• Short problem: Edit the lines below from the line with "Annotation task — annotate the wooden" through the end, replacing "lectern" with "podium" and changing nothing else. Give back only those lines.

— Start of Source material —

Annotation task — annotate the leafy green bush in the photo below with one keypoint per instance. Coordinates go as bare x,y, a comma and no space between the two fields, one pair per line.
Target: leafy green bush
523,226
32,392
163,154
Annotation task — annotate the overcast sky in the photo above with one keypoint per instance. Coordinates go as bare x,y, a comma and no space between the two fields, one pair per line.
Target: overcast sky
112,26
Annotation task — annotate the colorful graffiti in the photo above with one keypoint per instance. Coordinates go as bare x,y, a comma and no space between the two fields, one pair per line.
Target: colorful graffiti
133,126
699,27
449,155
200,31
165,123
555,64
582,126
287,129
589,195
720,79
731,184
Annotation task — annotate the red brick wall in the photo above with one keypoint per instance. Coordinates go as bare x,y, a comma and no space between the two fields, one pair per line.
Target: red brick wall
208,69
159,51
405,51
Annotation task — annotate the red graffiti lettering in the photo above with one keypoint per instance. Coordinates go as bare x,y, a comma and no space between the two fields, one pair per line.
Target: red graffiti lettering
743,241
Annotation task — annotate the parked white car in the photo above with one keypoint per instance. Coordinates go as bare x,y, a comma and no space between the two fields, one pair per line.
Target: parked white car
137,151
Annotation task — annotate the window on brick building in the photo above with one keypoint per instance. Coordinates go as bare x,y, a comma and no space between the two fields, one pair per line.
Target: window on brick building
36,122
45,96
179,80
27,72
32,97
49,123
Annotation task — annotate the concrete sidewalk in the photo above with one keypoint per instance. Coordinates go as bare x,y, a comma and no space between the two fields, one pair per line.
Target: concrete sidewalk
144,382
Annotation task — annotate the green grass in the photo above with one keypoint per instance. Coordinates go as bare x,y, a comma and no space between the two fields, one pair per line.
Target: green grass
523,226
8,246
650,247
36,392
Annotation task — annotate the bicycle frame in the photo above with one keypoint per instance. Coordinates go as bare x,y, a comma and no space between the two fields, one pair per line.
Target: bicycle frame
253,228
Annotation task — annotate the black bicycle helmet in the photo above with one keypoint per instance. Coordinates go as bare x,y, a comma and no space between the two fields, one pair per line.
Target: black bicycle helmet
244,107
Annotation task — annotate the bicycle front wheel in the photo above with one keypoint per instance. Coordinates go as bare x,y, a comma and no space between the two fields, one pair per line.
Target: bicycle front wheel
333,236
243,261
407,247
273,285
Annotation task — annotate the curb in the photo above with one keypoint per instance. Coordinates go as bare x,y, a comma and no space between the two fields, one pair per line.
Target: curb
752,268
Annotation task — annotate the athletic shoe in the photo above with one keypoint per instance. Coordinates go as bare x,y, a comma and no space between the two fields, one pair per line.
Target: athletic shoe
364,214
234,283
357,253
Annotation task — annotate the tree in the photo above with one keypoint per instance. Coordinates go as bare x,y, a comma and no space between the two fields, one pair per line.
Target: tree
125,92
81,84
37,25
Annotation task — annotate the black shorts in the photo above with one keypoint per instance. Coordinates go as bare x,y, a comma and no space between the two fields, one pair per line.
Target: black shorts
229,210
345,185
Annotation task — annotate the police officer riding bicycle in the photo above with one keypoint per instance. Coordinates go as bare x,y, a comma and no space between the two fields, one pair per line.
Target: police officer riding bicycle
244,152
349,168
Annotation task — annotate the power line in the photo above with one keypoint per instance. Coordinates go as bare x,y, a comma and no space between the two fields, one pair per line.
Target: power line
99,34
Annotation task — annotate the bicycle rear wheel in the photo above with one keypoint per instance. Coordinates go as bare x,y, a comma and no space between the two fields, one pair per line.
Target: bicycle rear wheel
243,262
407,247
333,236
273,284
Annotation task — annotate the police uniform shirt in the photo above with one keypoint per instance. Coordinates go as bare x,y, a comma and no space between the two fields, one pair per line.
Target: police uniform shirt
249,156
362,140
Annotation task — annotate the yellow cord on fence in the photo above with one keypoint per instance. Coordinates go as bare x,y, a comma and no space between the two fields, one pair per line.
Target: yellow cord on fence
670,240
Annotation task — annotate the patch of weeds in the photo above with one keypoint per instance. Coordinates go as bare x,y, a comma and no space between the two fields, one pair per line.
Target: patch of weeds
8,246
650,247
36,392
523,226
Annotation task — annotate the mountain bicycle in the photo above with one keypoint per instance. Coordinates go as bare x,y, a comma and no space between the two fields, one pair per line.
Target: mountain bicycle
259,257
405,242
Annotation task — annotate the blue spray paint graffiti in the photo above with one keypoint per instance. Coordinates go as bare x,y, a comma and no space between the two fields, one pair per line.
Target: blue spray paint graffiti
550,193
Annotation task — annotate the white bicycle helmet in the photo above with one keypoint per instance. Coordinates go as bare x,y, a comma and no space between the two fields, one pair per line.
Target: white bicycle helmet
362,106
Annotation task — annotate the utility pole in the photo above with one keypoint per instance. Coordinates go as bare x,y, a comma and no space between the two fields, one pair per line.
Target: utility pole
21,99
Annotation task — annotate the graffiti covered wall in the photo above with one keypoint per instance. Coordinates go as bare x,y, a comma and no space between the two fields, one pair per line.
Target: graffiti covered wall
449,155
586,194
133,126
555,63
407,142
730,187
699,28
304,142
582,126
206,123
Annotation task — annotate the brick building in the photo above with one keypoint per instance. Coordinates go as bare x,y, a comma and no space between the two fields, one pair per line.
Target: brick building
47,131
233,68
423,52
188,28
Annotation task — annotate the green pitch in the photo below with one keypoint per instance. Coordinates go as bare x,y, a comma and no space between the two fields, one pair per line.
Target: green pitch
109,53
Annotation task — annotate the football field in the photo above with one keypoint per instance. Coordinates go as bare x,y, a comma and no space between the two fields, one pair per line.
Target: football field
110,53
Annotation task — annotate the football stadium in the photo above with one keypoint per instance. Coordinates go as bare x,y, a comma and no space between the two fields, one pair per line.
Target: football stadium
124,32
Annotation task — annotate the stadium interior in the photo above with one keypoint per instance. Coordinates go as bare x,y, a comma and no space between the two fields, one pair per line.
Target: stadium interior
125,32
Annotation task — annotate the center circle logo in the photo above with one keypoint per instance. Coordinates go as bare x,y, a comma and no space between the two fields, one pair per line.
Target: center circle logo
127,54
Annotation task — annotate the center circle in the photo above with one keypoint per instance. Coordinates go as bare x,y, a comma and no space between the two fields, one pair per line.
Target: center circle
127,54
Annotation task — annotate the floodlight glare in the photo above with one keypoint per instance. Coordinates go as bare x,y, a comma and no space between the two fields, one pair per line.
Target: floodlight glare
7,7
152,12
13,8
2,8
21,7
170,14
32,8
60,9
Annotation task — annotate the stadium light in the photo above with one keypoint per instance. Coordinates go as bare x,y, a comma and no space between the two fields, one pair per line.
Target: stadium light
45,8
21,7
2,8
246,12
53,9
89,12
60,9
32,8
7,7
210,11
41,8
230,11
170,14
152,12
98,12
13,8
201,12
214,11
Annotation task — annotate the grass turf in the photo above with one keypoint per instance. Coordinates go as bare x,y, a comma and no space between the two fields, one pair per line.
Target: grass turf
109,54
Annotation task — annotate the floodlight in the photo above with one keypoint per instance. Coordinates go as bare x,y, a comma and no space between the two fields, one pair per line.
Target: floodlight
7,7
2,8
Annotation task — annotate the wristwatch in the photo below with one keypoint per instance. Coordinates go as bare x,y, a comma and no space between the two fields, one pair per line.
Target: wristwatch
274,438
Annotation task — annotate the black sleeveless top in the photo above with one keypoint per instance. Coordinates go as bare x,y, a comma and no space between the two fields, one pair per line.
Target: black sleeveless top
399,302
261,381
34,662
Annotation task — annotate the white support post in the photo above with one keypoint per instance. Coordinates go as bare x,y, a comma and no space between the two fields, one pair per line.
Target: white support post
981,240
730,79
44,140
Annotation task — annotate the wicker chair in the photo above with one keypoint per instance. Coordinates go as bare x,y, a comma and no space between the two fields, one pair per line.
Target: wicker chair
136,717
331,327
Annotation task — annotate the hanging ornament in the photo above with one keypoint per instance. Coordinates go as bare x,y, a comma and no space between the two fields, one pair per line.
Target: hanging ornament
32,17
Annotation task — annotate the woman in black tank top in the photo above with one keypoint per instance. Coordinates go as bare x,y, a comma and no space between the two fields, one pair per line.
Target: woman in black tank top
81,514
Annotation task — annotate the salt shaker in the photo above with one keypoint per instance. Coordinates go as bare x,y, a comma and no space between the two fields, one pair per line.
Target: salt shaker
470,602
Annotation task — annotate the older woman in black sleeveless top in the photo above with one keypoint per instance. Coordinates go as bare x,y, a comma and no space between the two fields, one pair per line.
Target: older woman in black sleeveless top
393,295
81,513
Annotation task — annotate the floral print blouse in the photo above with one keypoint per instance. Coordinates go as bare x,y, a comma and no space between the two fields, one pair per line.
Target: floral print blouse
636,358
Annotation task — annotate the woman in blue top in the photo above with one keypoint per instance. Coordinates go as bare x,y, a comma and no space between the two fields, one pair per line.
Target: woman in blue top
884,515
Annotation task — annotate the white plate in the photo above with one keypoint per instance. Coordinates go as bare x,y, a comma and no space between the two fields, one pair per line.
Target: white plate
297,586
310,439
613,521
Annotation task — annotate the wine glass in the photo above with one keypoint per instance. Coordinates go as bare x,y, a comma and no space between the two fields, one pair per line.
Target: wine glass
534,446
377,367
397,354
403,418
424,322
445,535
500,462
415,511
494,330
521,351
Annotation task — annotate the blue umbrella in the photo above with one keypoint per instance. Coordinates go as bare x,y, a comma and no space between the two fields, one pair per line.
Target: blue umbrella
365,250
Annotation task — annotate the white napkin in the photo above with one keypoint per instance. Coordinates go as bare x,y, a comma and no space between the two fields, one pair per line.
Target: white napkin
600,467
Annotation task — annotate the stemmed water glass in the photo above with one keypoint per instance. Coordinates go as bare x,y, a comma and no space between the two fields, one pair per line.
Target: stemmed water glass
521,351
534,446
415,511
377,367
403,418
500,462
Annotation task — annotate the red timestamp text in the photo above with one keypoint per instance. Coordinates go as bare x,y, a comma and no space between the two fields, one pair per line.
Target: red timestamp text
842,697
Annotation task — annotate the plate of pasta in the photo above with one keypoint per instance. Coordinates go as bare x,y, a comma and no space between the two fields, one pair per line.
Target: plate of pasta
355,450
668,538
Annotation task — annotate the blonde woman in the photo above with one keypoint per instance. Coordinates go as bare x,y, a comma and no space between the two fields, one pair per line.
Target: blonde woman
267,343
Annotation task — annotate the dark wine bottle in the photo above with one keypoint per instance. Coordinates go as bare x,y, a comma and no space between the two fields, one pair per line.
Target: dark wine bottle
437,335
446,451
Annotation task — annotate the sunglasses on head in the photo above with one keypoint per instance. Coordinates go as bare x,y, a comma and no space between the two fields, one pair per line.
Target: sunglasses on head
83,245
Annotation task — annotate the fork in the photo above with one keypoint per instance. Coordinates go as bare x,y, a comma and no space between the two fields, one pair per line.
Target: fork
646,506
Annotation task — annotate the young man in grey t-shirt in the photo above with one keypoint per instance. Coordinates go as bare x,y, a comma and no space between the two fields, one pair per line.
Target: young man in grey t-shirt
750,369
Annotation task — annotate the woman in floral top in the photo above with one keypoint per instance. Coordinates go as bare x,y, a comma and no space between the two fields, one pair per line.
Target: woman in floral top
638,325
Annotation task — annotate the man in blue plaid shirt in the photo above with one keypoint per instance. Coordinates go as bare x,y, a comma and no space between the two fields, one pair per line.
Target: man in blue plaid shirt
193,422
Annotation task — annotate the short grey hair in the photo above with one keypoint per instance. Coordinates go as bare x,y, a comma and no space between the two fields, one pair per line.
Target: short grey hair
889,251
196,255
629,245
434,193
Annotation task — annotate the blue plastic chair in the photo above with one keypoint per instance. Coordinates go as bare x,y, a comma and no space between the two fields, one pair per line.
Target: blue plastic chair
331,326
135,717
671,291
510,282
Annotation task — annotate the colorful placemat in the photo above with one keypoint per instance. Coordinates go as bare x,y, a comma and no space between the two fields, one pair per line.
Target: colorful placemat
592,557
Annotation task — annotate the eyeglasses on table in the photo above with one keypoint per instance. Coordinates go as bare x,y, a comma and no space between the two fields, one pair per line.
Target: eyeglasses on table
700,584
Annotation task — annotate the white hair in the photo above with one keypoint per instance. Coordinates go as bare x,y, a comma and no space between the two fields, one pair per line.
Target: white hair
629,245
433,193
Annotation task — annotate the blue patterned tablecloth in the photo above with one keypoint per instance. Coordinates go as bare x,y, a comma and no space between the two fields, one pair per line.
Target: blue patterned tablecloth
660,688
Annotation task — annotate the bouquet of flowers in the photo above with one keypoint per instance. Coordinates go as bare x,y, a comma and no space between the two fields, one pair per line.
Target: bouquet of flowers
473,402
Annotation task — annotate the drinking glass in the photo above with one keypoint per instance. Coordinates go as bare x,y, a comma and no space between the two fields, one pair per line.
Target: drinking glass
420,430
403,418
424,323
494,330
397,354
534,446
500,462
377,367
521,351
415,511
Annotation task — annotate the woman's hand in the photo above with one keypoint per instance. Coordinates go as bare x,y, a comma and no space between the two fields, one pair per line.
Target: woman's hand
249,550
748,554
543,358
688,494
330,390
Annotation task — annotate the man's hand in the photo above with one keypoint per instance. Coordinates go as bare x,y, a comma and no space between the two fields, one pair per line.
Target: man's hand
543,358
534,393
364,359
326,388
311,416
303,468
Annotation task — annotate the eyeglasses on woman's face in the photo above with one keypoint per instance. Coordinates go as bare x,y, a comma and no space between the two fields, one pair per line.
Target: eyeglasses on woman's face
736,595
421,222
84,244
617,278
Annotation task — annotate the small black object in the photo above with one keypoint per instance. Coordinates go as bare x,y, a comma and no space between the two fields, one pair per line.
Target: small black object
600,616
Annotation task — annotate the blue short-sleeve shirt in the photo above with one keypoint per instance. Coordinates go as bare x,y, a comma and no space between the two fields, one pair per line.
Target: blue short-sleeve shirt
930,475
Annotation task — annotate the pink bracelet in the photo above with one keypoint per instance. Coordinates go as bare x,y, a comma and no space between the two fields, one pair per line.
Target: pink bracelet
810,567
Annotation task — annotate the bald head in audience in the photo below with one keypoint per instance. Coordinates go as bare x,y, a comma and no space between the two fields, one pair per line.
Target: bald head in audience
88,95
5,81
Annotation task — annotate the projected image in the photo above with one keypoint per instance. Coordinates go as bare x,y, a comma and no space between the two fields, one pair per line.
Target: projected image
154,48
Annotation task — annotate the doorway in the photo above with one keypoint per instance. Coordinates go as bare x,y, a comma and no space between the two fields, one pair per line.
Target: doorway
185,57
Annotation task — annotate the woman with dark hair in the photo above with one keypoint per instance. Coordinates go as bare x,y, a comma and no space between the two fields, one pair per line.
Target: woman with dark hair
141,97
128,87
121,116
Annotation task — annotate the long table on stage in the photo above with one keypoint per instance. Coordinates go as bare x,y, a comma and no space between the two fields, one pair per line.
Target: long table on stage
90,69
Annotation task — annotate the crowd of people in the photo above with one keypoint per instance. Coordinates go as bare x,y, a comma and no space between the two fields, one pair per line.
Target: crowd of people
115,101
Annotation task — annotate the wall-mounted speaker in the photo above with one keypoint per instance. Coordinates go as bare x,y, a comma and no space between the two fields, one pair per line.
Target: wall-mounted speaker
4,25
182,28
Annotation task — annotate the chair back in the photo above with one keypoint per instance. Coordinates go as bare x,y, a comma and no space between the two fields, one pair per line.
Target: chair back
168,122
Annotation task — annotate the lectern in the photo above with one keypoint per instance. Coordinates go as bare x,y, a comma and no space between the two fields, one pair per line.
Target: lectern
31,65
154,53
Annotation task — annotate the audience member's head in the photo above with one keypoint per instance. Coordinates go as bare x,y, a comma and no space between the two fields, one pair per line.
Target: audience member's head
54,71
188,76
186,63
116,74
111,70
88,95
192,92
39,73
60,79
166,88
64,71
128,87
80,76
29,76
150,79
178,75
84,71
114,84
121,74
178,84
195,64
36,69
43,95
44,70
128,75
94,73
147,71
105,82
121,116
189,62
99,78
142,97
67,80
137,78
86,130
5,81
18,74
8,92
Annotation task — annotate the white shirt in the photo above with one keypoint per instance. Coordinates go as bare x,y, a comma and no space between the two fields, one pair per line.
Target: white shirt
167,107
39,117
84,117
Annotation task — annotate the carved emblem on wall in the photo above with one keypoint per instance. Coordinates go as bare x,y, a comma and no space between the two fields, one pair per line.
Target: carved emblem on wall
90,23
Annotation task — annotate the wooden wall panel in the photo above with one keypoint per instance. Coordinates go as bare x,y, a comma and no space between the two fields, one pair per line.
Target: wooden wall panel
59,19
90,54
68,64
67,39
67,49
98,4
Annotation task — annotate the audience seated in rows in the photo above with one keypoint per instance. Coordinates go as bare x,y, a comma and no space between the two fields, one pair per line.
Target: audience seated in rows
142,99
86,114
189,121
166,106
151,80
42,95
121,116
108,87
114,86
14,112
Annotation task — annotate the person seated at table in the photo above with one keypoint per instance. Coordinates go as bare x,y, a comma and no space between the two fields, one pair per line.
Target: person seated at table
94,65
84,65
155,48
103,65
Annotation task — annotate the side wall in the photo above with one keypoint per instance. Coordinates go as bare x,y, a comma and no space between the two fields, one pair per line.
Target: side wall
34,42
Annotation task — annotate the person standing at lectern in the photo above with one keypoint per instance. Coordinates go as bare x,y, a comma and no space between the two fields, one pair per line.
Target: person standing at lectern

— End of Source material —

• Worked answer:
Annotation task — annotate the wooden wall panel in the photo above with one keypoint per instance. Coordinates go as bare x,y, a comma and no space between the two fields, one pair per line.
Target: wooden wall panel
59,19
90,54
68,64
67,39
67,49
98,4
Annotation task — annotate the audience seated in rows in the photo above with one keypoint per instance. Coordinates go as bare x,y, a comma and no space between the two fields, one pair per line.
Target: audience seated in rows
142,99
86,114
189,121
166,106
151,80
42,95
121,116
108,87
114,86
14,112
Annotation task — annotate the person seated at table in the photo above with one keypoint per instance. Coordinates go as bare x,y, a comma and no space between the two fields, one pair per line.
Target: person seated at table
94,65
84,65
155,48
103,65
Annotation task — annotate the side wall in the photo above with one keypoint per instance. Coordinates go as bare x,y, a comma and no space between the two fields, one pair per line.
Target: side wall
34,42
Annotation task — annotate the person standing at podium in the photo above with one keypoint per instance. Coordinates go as bare x,y, a comma and no space between the two fields, one pair per line.
Target: person standing at podium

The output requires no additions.